Prompt:
The records follow. Copy each one exactly.
*** Begin section ***
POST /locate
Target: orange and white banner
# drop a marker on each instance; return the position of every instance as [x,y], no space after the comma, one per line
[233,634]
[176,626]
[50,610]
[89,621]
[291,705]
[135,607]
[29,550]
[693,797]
*** End section ***
Task response:
POST /locate
Target: orange and white banner
# drop a marker on each instance; return the position of every instance as [x,y], no space after the comma, one per line
[233,634]
[176,626]
[50,610]
[89,621]
[291,705]
[135,607]
[29,550]
[693,797]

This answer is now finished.